Count the lines in the rows below that contain the word "ground". Reply with only the number.

** Start Extracted data **

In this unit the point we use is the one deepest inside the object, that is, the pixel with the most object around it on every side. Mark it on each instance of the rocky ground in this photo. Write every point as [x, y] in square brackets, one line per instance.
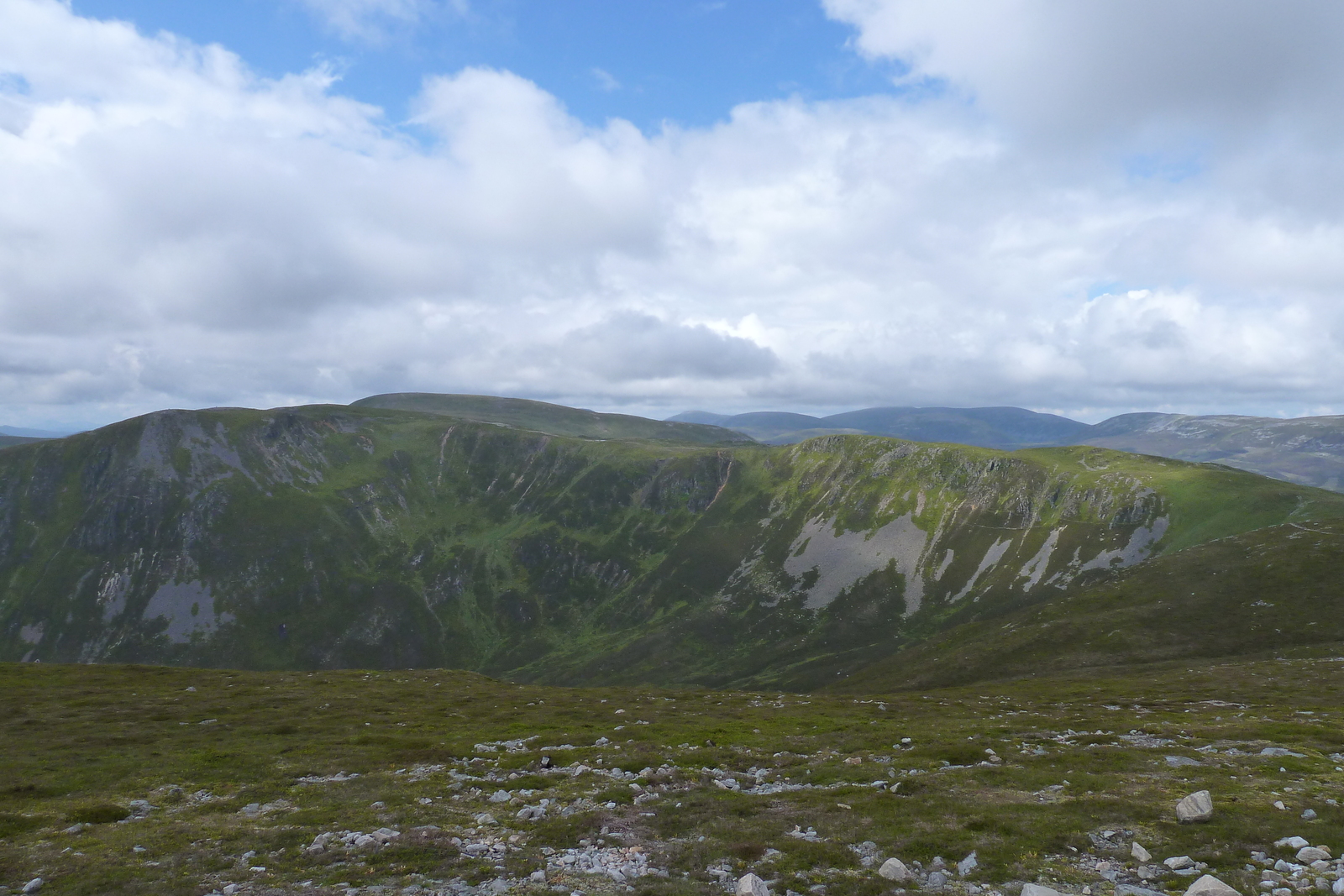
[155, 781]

** End Extracted data **
** Start Extracted data **

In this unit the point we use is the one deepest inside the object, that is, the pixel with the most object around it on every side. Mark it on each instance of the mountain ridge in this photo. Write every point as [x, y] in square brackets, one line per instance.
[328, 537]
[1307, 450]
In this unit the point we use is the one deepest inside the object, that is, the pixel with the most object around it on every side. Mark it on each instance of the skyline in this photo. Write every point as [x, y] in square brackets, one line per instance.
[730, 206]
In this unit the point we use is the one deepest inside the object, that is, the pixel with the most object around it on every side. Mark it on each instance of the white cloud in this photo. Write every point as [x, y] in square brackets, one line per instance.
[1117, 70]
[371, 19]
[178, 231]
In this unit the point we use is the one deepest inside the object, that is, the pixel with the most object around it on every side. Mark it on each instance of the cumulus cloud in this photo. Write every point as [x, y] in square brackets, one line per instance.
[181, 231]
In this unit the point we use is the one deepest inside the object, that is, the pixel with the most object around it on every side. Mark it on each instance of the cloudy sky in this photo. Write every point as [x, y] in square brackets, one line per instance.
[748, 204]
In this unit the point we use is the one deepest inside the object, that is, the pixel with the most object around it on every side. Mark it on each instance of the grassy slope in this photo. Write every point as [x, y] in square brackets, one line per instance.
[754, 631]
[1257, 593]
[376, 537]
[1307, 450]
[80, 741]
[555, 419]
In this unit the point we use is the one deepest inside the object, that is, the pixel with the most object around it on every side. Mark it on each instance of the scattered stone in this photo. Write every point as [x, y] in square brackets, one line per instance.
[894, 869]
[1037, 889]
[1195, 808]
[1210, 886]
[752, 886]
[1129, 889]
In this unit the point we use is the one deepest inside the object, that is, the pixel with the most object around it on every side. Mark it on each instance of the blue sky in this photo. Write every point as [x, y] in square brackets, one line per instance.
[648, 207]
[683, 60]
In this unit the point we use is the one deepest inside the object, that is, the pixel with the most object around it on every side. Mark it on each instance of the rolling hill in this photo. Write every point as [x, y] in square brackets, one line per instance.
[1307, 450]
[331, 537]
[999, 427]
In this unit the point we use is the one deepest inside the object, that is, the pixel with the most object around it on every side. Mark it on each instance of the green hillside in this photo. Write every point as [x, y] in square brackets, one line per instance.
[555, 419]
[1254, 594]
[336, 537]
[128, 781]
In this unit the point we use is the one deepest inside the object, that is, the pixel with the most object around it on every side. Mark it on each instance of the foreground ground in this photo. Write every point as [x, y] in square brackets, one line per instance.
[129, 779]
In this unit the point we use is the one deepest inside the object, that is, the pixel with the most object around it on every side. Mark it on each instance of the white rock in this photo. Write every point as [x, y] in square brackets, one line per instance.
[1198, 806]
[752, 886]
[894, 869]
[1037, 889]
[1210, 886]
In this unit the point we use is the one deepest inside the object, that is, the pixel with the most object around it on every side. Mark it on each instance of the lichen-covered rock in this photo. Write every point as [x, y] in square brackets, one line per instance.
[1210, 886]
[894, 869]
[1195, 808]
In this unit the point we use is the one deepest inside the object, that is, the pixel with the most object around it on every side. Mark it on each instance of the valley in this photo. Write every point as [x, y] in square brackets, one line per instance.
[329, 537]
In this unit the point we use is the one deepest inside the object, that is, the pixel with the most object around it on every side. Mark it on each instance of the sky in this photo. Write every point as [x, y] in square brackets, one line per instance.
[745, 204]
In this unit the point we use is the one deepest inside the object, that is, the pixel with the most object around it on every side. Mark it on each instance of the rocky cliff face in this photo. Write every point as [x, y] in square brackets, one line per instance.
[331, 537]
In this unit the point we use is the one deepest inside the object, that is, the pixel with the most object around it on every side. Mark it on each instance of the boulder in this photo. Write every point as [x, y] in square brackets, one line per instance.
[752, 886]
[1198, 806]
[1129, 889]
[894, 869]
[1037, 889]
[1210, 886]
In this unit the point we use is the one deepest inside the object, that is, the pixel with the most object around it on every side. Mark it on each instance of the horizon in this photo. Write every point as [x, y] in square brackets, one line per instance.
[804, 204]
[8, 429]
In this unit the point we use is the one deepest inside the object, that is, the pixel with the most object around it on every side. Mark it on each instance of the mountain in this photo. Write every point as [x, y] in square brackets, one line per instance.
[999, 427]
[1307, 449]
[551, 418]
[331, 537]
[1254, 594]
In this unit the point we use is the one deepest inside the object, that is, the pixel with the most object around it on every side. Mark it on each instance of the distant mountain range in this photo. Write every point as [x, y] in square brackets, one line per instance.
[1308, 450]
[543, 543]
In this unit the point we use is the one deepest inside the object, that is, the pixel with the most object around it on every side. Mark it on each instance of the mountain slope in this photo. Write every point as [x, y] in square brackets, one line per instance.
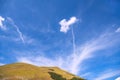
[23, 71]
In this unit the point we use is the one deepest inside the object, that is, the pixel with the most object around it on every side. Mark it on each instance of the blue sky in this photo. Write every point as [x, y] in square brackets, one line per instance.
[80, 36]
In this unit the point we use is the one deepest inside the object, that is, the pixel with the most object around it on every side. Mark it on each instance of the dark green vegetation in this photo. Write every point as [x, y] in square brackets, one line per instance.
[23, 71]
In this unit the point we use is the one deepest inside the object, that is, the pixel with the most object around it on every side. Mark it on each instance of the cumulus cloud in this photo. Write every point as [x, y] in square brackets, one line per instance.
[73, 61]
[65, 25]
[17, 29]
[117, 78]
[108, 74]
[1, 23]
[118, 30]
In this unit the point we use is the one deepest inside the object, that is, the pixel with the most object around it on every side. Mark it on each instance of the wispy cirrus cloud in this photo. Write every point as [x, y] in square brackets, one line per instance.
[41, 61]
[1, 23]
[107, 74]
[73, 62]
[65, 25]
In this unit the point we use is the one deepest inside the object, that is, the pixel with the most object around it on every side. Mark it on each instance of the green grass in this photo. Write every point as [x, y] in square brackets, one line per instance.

** End Extracted data **
** Start Extracted data **

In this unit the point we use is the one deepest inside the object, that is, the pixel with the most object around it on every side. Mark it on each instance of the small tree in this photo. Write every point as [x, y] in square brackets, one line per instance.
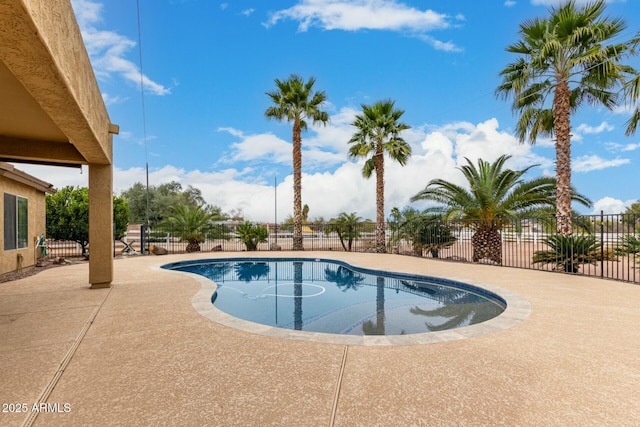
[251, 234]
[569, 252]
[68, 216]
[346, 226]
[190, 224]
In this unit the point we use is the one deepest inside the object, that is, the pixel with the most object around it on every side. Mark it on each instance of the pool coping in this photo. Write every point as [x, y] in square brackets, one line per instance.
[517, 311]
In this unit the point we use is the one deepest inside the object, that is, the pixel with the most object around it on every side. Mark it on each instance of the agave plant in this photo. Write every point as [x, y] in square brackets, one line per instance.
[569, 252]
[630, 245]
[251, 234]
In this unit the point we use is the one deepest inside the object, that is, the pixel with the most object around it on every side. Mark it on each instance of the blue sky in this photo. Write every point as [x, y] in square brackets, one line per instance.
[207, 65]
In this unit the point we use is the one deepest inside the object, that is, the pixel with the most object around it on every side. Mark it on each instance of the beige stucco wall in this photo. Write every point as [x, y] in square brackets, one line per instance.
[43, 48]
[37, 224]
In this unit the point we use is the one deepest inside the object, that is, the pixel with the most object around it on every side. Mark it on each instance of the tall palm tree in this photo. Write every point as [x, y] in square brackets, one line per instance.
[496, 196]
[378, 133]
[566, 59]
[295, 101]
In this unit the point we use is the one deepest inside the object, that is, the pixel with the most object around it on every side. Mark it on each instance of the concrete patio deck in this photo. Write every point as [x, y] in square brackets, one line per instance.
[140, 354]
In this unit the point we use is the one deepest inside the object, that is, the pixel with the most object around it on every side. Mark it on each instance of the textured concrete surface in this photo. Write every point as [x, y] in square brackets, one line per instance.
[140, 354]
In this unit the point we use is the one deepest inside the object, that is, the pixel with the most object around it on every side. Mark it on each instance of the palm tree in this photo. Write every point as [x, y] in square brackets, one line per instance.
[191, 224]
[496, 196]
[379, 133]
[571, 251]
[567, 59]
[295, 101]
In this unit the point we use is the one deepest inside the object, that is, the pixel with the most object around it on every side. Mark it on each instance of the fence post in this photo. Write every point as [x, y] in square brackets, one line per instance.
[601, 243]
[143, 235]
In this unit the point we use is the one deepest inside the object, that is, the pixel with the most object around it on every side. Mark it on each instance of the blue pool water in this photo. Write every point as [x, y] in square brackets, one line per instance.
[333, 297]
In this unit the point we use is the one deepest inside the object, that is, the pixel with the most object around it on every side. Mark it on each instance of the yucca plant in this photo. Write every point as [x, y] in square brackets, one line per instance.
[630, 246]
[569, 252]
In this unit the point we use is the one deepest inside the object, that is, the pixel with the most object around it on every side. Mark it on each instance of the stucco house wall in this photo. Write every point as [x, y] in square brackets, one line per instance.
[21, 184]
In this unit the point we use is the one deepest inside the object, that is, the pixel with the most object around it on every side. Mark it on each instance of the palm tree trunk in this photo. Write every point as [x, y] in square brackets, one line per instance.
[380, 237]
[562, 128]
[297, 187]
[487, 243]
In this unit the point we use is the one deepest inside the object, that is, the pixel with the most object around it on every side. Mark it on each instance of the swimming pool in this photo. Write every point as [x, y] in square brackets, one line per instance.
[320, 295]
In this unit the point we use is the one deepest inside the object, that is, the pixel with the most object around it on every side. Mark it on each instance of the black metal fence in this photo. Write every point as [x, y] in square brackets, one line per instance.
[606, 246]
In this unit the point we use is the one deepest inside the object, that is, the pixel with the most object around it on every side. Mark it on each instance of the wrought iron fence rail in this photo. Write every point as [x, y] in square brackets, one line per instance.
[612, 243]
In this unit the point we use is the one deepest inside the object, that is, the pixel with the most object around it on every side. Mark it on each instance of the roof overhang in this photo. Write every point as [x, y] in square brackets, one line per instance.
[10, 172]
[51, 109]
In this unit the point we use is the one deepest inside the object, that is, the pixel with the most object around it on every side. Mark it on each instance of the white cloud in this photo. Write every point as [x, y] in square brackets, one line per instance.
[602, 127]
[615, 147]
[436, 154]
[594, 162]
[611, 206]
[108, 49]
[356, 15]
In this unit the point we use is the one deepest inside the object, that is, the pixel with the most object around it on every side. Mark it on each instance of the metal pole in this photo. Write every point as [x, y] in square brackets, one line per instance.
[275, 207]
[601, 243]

** End Extracted data **

(Complete answer):
2